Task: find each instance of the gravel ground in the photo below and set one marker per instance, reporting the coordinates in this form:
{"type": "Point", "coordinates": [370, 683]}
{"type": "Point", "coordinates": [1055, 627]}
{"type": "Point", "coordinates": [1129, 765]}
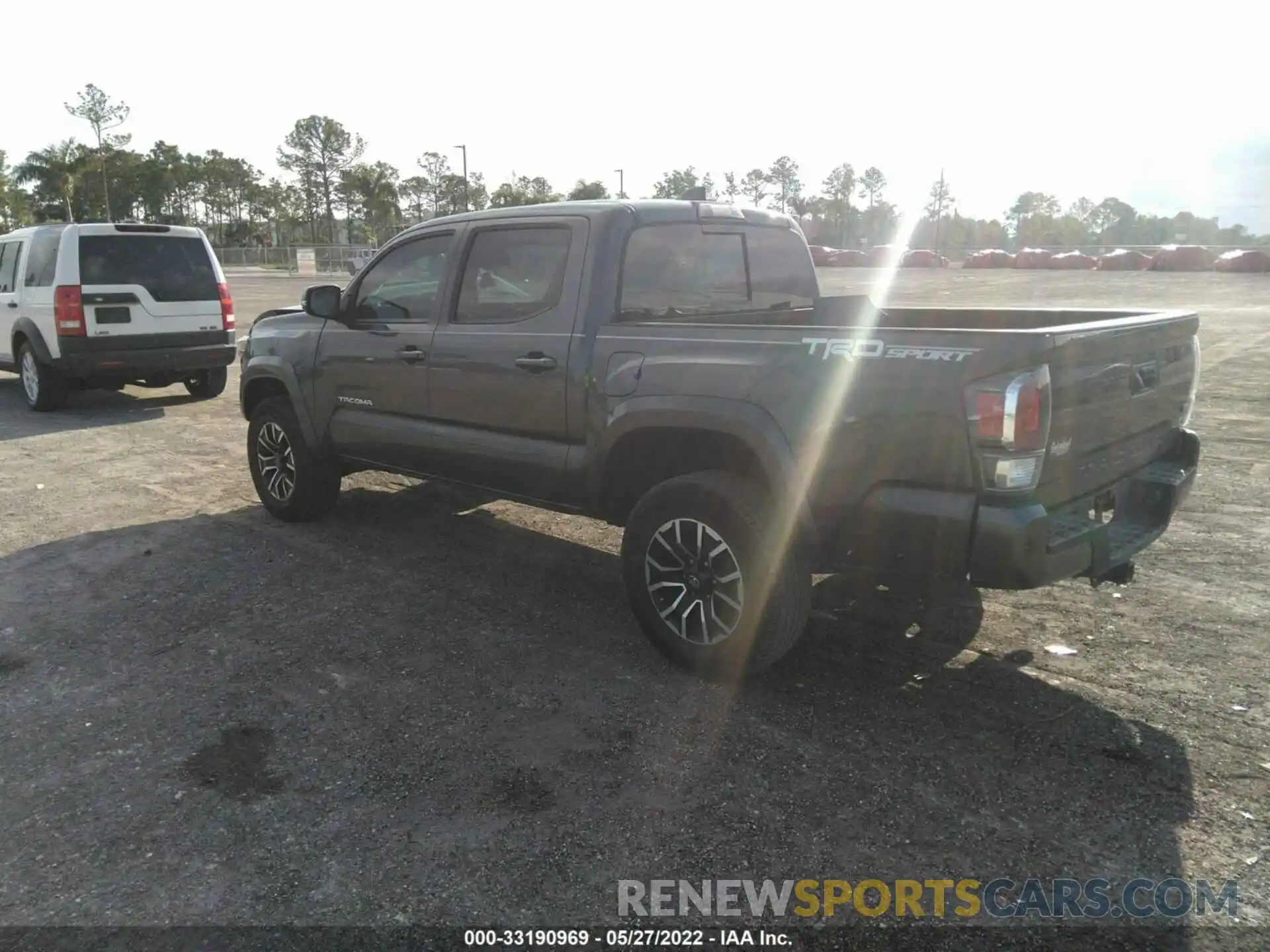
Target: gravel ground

######

■ **WHAT YOU NEED TO DO**: Go through the listing and restate each line word for word, leaving out the pictures.

■ **ANSWER TO THIS PROBLEM**:
Task: find each instance of the gravel ground in the photo below and set one marker per instance, reporting the coordinates in this form:
{"type": "Point", "coordinates": [370, 683]}
{"type": "Point", "coordinates": [1055, 627]}
{"type": "Point", "coordinates": [1129, 765]}
Target: gravel ground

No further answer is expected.